Region labeling entries
* BEGIN *
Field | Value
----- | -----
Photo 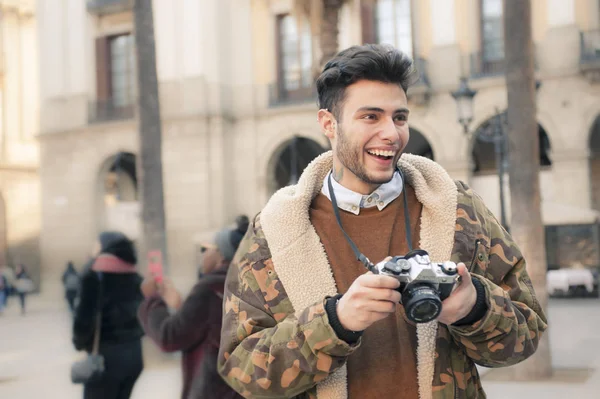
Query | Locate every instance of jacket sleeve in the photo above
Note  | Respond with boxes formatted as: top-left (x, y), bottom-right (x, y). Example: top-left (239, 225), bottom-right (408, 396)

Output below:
top-left (218, 218), bottom-right (360, 398)
top-left (73, 271), bottom-right (100, 352)
top-left (449, 185), bottom-right (547, 367)
top-left (138, 284), bottom-right (220, 352)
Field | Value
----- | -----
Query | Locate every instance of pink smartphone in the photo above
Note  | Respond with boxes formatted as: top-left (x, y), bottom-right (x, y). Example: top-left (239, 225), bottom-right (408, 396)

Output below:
top-left (148, 250), bottom-right (163, 283)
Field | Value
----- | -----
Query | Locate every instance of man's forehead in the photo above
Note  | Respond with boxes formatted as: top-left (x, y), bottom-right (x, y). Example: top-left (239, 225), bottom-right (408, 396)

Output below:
top-left (345, 80), bottom-right (407, 110)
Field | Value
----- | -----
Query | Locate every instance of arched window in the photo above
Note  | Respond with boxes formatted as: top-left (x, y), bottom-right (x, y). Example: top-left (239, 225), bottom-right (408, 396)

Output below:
top-left (97, 152), bottom-right (140, 240)
top-left (403, 128), bottom-right (434, 160)
top-left (472, 116), bottom-right (552, 174)
top-left (271, 137), bottom-right (325, 191)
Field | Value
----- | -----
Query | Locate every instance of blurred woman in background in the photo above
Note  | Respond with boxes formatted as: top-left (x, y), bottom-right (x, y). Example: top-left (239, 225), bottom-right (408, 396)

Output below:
top-left (73, 232), bottom-right (144, 399)
top-left (139, 216), bottom-right (248, 399)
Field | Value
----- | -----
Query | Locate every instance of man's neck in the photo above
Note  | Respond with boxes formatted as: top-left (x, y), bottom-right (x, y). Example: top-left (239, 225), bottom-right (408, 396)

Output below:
* END *
**WRITTEN PROBLEM:**
Rewrite all of the entries, replacing "Locate every instance of" with "Mark each occurrence of" and leaving everything else unchanged. Omit the pictures from your version.

**COMPLETED EXERCISE:**
Field | Value
----- | -----
Photo 
Query | Mark each occurrence of jacket sleeve in the photo above
Note  | Respond with boxes formatted as: top-left (x, y), bottom-right (x, y). Example: top-left (239, 225), bottom-right (408, 396)

Output below:
top-left (218, 218), bottom-right (360, 398)
top-left (73, 271), bottom-right (100, 352)
top-left (449, 185), bottom-right (547, 367)
top-left (138, 284), bottom-right (220, 352)
Field | Value
----- | -----
Query | Mark each occurrence of pink smartphone in the photo above
Note  | Respond with boxes formatted as: top-left (x, y), bottom-right (x, y). Example: top-left (239, 225), bottom-right (408, 396)

Output below:
top-left (148, 250), bottom-right (163, 283)
Field | Value
----- | -----
Query | Mark each occurrence of man's forehead in the photo above
Note  | Respond with boxes formatted as: top-left (x, y), bottom-right (x, y). Example: top-left (239, 225), bottom-right (408, 396)

Output below:
top-left (345, 80), bottom-right (407, 110)
Field | Value
----- | -----
Query | Mark each occurrence of arched window in the photo above
Note  | Respond with boxes formatted as: top-left (x, y), bottom-right (x, y). Example: top-left (239, 225), bottom-right (408, 396)

Output below:
top-left (97, 152), bottom-right (140, 240)
top-left (403, 128), bottom-right (434, 160)
top-left (472, 116), bottom-right (552, 174)
top-left (271, 137), bottom-right (325, 191)
Field | Value
----- | -----
Query | Mark each occurrence of blurred woman in background in the photo above
Note  | Respond with boxes formatted as: top-left (x, y), bottom-right (x, y). Example: top-left (239, 225), bottom-right (408, 396)

Output below:
top-left (73, 232), bottom-right (144, 399)
top-left (139, 216), bottom-right (248, 399)
Field | Value
----- | -----
Query | Mark each occurrence of man's neck in the photo above
Note  | Respond with boxes formatted as: top-left (x, y), bottom-right (x, y). Example: top-left (239, 225), bottom-right (408, 396)

Output below:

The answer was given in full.